An extremely effeminate and obnoxious human contest participant that Laverne meets in the future. He's a shoe-in for the contest, and Laverne has to find a way to keep him from winning.


  • Beehive Hairdo: With lightning bolts and stars!
  • Crossdresser: Decked out in a lovely pink tutu and red lipstick. Laverne calls him "such a pretty boy".
  • Eye Pop: Eyes pop and jaw drops when run into by Ted and when accused of vomiting.
  • French Jerk: Very rude to Laverne and speaks with a thick French accent. He's basically a snobby show poodle in human form.
  • Human Pet: Harold belongs to a tentacle who owns him and enters him into beauty pageants.
  • Implausible Hair Color: Lampshaded — it's dyed for the contest. Laverne asks if it's naturally blue. "How gauche! Of course not!"
  • Inelegant Blubbering: Harold starts bawling when he gets disqualified.
  • Jaw Drop: Does this when he is accused of barfing on the floor.
  • Narcissist: And how! Just about every conversation Laverne has with Harold revolves around him expounding on how beautiful and perfect he is.
  • Rich Bitch: "My owner buys me anything I want!" "I'm a thoroughbred!"
  • Tutu Fancy: Wears a VERY expensive tutu for the human show.

Parking Lot Carjacker ("Car Jack")

A man in the parking lot who is desperately trying to break into a broken-down car with a crowbar.


  • Affably Evil: Quite friendly to Bernard and engages him in polite chitchat.
  • Blatant Burglar: Out in the middle of the night in a ski-mask and trenchcoat, prying open a car trunk with a crowbar.
  • Blatant Lies: Why's he breaking into a car with a crowbar in the middle of the night...? Why, he locked his keys in the car. But why break into the trunk...? Well, there's a spare set of keys in there.

→ Given records
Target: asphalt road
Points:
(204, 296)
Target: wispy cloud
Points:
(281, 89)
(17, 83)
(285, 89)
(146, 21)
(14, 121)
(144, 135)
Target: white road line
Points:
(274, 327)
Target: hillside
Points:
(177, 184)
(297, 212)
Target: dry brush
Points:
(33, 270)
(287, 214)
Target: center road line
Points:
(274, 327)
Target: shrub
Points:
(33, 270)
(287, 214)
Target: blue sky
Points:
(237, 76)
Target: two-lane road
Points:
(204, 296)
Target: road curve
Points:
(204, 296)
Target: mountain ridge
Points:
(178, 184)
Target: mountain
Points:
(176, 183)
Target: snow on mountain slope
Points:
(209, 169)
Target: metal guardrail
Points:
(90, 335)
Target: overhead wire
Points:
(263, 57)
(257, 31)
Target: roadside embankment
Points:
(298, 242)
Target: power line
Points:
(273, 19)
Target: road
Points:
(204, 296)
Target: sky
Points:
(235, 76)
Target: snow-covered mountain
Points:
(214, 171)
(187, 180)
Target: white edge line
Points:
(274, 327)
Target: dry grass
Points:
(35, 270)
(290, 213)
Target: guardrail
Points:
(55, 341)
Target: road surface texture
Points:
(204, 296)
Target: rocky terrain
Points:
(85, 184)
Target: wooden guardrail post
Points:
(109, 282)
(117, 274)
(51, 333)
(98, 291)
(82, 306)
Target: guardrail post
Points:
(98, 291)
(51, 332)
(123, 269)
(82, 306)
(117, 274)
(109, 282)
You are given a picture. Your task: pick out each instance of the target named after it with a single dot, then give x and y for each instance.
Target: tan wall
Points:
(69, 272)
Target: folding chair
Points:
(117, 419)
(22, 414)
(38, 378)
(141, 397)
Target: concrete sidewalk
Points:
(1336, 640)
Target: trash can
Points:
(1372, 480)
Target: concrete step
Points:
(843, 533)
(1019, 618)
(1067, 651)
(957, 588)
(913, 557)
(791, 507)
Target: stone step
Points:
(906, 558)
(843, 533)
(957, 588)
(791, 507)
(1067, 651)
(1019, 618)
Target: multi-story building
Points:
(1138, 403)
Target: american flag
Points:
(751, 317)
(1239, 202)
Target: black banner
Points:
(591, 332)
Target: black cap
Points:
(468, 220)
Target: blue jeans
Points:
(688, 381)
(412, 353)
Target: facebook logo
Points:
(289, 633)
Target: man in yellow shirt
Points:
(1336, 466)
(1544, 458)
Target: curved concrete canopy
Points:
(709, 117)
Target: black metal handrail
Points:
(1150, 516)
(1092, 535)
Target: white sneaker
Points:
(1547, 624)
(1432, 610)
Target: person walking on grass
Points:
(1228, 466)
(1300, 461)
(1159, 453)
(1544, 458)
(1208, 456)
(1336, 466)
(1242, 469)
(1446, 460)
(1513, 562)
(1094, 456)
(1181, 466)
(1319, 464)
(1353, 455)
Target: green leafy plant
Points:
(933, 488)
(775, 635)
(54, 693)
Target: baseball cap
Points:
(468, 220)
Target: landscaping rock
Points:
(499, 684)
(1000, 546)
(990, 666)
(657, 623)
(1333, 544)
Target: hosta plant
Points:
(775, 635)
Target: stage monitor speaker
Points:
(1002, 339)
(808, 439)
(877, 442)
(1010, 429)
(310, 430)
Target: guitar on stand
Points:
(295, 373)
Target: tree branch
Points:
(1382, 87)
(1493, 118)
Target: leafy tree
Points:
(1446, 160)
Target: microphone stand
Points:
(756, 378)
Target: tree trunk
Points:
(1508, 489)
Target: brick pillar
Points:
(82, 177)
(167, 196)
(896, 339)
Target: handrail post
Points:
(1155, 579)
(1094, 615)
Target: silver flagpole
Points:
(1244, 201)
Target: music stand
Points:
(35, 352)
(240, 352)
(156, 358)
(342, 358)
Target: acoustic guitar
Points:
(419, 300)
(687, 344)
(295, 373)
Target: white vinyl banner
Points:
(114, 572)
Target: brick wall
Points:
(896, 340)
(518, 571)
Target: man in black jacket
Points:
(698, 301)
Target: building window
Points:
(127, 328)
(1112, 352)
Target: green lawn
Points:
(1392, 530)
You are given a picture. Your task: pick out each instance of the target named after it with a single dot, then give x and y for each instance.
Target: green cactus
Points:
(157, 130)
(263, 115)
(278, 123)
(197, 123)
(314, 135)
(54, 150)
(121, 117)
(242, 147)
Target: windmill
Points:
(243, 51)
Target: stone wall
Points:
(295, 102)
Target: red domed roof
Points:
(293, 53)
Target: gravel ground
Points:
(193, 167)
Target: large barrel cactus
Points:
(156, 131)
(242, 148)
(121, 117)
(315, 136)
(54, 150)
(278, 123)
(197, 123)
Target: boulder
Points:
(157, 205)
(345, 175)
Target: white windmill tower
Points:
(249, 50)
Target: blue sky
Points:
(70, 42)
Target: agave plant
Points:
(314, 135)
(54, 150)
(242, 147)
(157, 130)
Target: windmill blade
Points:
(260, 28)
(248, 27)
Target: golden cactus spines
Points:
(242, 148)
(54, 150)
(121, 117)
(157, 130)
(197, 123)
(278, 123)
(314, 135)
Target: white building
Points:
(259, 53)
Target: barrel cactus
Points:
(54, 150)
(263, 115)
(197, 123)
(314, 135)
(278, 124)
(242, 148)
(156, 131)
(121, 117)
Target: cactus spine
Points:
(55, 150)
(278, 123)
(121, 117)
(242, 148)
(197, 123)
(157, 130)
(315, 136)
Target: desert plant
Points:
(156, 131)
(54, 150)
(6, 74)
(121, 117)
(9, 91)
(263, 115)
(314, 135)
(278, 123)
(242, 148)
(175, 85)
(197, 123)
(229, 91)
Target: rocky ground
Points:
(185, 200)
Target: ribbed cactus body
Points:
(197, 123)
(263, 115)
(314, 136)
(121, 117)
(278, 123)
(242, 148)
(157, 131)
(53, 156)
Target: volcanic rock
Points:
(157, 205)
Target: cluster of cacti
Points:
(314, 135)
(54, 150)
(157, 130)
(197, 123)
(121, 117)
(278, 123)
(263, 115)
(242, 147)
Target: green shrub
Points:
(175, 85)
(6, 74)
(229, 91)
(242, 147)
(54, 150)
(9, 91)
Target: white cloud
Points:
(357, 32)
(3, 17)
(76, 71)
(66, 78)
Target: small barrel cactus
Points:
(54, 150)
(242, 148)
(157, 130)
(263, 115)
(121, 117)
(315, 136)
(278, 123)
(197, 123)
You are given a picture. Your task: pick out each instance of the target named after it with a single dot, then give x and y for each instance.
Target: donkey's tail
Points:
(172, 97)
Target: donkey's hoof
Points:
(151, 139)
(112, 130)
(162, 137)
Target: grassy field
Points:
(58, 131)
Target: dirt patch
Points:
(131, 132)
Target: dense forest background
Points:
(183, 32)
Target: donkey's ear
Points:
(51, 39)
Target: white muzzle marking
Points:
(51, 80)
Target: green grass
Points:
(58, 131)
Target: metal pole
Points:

→ Activity
In the character list, what tool does the man in the parking lot use to try to break into the car? Nothing in the records is needed here.

→ Answer to the exercise
A crowbar.